*EXTRACT PROVIDED:*

<<<<

After swimming and lunch back on the boat, we set out for our hike through the nesting area of blue footed boobies and magnificent frigate birds.  The beach was both sandy and rocky with very dry vegetation.  As we walked through the marked path and through the breeding ground, we saw all sorts of species.

There were land iguanas munching on the grass and lava iguanas running past our feet.  As we kept walking, we saw blue footed boobies sitting on the ground in the nest they made on their eggs.  Their nest or territory was marked by a ring of white bird poop…it was about 5 inches or so thick in a perfect circle.  We were so close to them and their babies…but they didn’t seem to mind.

>>>>

Data extracted from a collection:

<<<<

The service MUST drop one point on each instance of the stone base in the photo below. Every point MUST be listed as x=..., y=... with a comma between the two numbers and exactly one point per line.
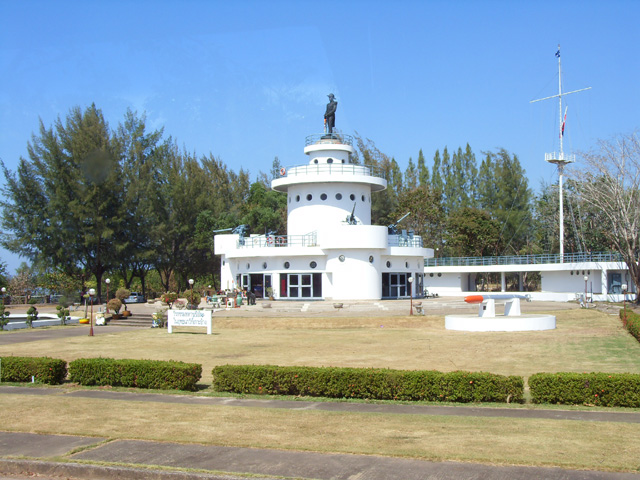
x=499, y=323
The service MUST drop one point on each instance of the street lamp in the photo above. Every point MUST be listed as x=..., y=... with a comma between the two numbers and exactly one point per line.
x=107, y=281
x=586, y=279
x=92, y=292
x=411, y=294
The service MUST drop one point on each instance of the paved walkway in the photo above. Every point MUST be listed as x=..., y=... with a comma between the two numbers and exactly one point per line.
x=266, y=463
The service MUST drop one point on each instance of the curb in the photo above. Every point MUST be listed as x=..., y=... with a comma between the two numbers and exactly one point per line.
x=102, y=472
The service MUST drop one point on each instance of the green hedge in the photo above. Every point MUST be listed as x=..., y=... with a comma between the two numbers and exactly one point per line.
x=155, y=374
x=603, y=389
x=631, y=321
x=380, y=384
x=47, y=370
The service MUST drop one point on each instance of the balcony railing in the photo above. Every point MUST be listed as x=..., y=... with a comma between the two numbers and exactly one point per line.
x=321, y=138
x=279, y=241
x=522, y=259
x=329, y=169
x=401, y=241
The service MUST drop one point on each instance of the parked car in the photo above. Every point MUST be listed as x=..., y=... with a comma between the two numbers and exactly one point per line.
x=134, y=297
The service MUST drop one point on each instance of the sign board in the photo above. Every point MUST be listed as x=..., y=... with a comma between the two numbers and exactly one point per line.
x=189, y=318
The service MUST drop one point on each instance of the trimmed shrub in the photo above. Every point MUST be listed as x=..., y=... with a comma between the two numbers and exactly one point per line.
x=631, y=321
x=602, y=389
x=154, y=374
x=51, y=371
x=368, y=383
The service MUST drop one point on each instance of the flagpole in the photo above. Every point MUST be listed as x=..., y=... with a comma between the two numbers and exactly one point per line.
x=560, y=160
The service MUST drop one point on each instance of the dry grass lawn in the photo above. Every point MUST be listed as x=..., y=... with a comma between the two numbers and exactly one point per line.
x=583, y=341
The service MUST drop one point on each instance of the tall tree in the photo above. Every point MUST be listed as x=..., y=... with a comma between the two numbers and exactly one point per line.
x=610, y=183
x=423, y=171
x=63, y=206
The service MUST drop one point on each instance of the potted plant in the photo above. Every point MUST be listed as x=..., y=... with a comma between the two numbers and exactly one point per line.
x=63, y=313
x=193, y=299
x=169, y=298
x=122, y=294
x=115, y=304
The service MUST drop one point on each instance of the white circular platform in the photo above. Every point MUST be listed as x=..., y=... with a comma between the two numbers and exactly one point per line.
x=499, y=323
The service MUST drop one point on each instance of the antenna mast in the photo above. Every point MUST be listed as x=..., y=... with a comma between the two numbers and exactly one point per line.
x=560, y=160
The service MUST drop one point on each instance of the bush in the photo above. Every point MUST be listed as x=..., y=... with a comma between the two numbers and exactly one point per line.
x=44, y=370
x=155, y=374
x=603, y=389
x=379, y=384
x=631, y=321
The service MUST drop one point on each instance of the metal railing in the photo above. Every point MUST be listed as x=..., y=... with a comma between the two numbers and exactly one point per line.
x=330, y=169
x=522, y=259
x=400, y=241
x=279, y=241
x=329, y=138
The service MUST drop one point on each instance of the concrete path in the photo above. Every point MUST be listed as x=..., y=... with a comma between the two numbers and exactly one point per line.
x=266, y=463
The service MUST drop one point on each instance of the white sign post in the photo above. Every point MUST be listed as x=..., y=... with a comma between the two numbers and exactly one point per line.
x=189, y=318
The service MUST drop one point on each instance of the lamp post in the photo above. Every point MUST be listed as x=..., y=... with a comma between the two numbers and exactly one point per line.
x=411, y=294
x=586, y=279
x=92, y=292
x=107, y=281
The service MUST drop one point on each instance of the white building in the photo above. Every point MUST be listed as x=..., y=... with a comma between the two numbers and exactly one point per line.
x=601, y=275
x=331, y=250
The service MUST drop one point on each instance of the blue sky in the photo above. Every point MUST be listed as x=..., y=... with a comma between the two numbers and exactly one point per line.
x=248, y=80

>>>>

*GIVEN INSTRUCTION 1:*
Answer these questions from the hike account above the records:
(a) Which two kinds of birds have their nesting area along the hike route?
(b) What were the land iguanas doing?
(c) What marked the nest or territory of the blue footed boobies, and about how thick was it?
*GIVEN INSTRUCTION 2:* In the hike account above the records, turn the paragraph beginning "There were land iguanas munching" into a short bulleted list that keeps its main facts.
*GIVEN INSTRUCTION 3:* Extend the hike account above the records with a few more sentences that pick up right after its final sentence.

*RIGHT ANSWER 1:*
(a) Blue footed boobies and magnificent frigate birds.
(b) Munching on the grass.
(c) A perfect circle of white bird poop, about 5 inches thick.

*RIGHT ANSWER 2:*
- Land iguanas were munching on the grass, and lava iguanas ran past the walkers' feet.
- Blue footed boobies sat on the ground on their eggs, in nests they had made.
- Each nest or territory was marked by a perfect circle of white bird poop about 5 inches thick.
- The walkers got very close to the birds and their babies, and the birds didn't seem to mind.

*RIGHT ANSWER 3:*
One of the highlights of the islands was watching the magnificent frigate birds in heat.  The males have red on their chest and in order to entice the females, they expand their pouches with air…it looks like they are going to pop.  Nature is so amazing…

Speaking of amazing…we also got to see two blue-footed boobies court each other as partners.  The female walked over to the male with a gift of twigs in her mouth.  She waddled over to him and presented the sticks which would probably be for their nest.  They were loudly talking to each other as they went through the motions…we thought we were going to see them mate but after waiting for some time, needed to keep walking.  See our video on this adorable new couple.

After getting to see the frigate birds with their red airy pouches, land iguanas lazily eating, and blue footed boobies fall in love, we were back on the boat.

We drank some tea, played cards and had our nightly gross dinner before getting to bed.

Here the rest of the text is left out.